#### EXTRAIT DU TEXTE ####
– ORAGE DE PRINTEMPS : « LA GRANDE BATAILLE DE FRANCE COMMENCE » –
Il n’y a aucun doute, Hubert Gough, ancien protégé de Douglas Haig, ne pavoise plus depuis que sa Fifth Army a échoué à conquérir des arpents de boue de Passchendaele. Haig ne lui accorde d’ailleurs plus la confiance qu’il lui témoignait encore l’année précédente. Et encore, Gough n’est nullement au bout de ses peines car ce 21 mars 1918, il ne sait pas encore qu’il va passer la pire semaine de sa carrière et qu’elle lui coûtera son commandement. Haig trouvant son coupable idéal pour masquer sa propre cécité. Mais une chose est sûre, en une semaine, le dispositif britannique en Picardie va manquer de s’effondrer. L’assaut allemand va engloutir des bataillons entiers et il s’en faudra de peu pour que certaines divisions échappent à l’anéantissement complet.
Source : http://www.radcliffeontrentww1.org.uk
1 – L’ASSAUT ALLEMAND : 49 DIVISIONS SONNENT L’HALLALI SUR L’ARMEE ANGLAISE
A – BOMBARDEMENT ET PREMIER ASSAUT
– Le 21 mars 1918 à 04h40, l’Offensive « Michael » démarre par une symphonie de feu et de fer jouée par les 6 608 pièces d’artillerie disposées entre Saint-Quentin et Barisis. Ce sont donc 3 965 canons de campagne (7.7 et 10.5 cm) et 2 643 canons et obusiers lourds (15, 190, 21 et 42 cm) répartis en 1 706 batteries qui se déchaînent. On atteint quasiment une densité d’un canon ou obusier tous les 12 mètres. Le tir de barrage – le Feuerwalze – dure deux heures et balaie 60 km de front. Certains témoins estiment qu’il est bien plus violent que celui de Verdun. Les secteurs où sont disposées les batteries britanniques sont balayés, notamment avec des obus à gaz. A 06h40, alors que la brume recouvre les plaines picardes, l’Artillerie allemande passe au tir d’efficacité en saturant les tranchées britanniques avec les tirs de Minenwerfern et Granatwerfern car les obusiers et canons ne doivent pas « retourner » les positions ennemies afin de faciliter la progression des Sturm-Truppen. Le temps brumeux ne contraint pas les avions d’observation à décoller, puisque suivant les instructions de Georg Bruchmüller, les chefs de batterie et observateurs ont effectué le réglage en suivant les coordonnées cartographiques des secteurs ciblés (1). Vers 08h30, les premières lignes allemandes détachent des patrouilles de reconnaissance pour évaluer l’état de positions britanniques. Et à 09h00, l’artillerie déclenche un violent barrage derrière lequel progressent les groupes de combat allemands. En cinq heures, les quelques 6 600 canons et Minenwerfern ont craché plus de 3,5 millions d’obus sen une seule journée ! Et Sir Winston Churchill qui est en visite auprès du Major-General Henry Tudor, commandant des Ecossais de la 9th (Scottish) Division écrit dans ses « Mémoires » que ce fut l’un des pires bombardements auquel il put assister (2).
####
CONSIGNE: Relevez toutes les personnes désignées par leur nom dans l'extrait sur l'offensive Michael, dans leur ordre d'apparition.
#### DONNÉES ####
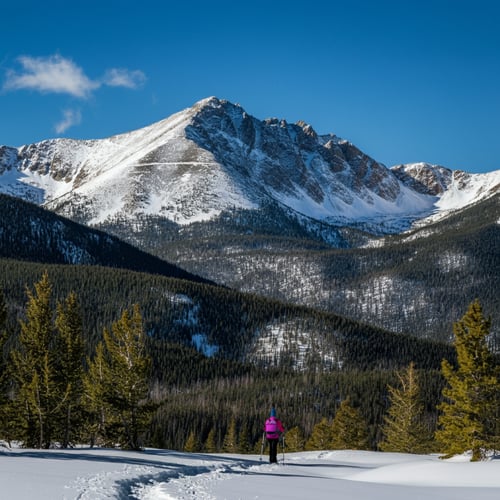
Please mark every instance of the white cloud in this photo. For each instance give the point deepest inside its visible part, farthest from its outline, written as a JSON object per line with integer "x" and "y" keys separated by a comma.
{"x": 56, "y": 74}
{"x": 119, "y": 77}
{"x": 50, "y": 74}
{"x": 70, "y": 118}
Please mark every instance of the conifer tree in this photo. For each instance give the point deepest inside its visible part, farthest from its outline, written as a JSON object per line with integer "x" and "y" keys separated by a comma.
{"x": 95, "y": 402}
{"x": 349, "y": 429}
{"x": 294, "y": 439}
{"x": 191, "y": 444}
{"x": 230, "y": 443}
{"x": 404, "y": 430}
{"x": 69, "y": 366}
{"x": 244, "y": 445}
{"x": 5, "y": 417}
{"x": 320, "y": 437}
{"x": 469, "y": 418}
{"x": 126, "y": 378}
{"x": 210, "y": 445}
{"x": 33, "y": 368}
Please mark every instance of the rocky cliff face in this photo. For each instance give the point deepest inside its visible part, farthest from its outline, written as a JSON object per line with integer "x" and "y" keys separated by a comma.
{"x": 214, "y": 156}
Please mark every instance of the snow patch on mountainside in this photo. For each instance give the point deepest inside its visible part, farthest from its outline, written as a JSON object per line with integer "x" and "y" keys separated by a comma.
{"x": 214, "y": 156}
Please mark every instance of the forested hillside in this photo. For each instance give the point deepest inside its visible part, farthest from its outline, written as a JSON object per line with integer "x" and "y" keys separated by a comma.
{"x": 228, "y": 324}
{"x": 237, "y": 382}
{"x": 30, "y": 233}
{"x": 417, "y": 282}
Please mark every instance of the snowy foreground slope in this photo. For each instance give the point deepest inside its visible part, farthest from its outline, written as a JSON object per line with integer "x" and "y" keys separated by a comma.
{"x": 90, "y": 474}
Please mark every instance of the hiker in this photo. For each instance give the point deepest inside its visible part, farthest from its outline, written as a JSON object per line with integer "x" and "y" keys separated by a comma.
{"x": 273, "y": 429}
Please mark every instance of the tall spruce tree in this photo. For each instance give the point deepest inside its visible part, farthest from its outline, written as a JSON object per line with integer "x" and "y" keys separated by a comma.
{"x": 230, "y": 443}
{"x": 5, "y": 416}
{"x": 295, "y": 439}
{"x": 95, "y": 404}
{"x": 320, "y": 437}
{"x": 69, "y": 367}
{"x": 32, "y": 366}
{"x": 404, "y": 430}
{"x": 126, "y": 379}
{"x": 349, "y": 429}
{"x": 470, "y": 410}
####
#### DONNÉES ####
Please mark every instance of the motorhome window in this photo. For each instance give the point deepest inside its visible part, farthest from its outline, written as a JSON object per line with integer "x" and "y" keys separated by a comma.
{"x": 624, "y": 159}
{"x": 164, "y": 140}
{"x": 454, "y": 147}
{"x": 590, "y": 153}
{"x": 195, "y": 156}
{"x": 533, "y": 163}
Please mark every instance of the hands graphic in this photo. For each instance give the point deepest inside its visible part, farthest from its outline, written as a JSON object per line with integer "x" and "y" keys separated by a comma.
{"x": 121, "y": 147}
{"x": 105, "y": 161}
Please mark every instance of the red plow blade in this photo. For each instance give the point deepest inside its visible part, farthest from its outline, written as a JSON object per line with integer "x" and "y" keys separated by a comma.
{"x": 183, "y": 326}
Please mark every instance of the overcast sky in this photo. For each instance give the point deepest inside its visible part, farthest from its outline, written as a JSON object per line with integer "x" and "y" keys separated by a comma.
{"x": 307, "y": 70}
####
RÉPONSE:
Hubert Gough
Douglas Haig
Georg Bruchmüller
Winston Churchill
Henry Tudor